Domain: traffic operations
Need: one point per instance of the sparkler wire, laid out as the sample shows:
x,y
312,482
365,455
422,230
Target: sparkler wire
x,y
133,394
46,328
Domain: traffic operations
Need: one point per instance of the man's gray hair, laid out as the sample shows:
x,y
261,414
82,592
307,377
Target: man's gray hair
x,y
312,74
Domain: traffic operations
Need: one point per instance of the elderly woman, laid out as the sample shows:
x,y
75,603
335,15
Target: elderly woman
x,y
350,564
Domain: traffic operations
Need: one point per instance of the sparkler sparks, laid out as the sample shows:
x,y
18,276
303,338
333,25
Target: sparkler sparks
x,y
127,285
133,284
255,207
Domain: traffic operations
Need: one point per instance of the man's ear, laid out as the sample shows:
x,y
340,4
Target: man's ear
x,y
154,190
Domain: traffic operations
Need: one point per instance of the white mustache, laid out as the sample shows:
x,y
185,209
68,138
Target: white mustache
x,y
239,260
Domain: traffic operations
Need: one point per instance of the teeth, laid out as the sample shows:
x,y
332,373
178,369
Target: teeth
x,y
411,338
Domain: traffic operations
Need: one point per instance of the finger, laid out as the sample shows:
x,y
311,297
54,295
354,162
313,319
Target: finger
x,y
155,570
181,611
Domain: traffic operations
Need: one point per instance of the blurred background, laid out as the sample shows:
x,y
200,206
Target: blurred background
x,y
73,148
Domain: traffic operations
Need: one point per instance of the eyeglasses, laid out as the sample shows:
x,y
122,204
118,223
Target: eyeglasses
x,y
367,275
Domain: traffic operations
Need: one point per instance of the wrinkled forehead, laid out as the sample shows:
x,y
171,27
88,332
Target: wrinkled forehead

#####

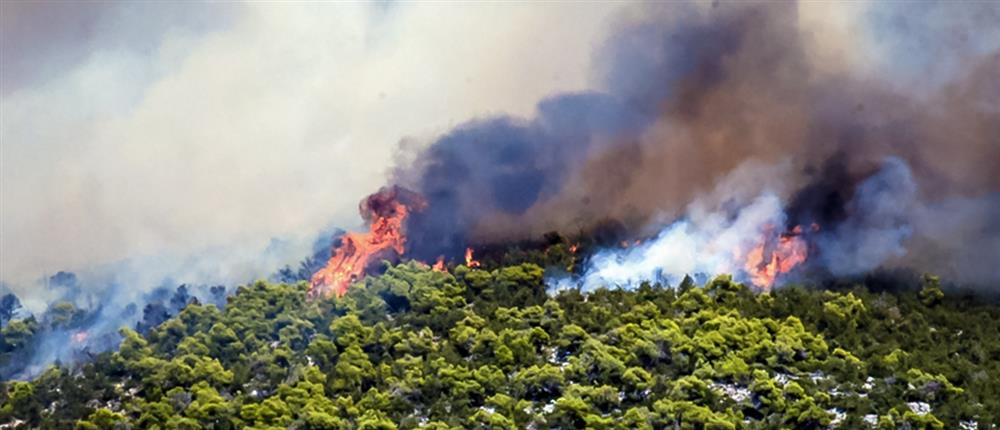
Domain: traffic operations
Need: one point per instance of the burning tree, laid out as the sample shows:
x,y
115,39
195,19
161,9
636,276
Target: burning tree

#####

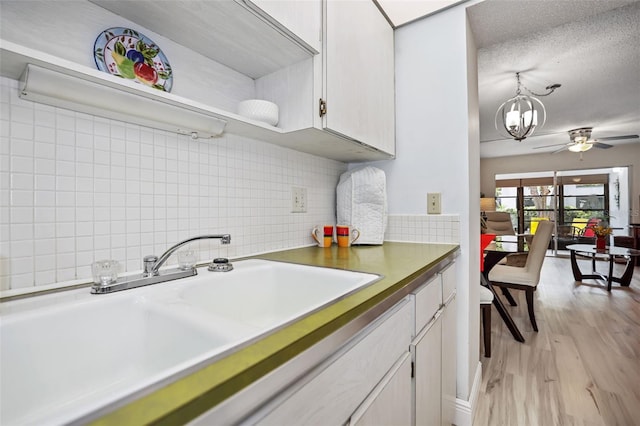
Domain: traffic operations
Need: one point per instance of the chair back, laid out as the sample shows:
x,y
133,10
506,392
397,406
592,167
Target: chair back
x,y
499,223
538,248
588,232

#####

▶ WORK INSTRUCTIONS: Among the lines above, find those holding the word "forehead" and state how many there are, number only.

▶ RESPONSE TO THIS TASK: 2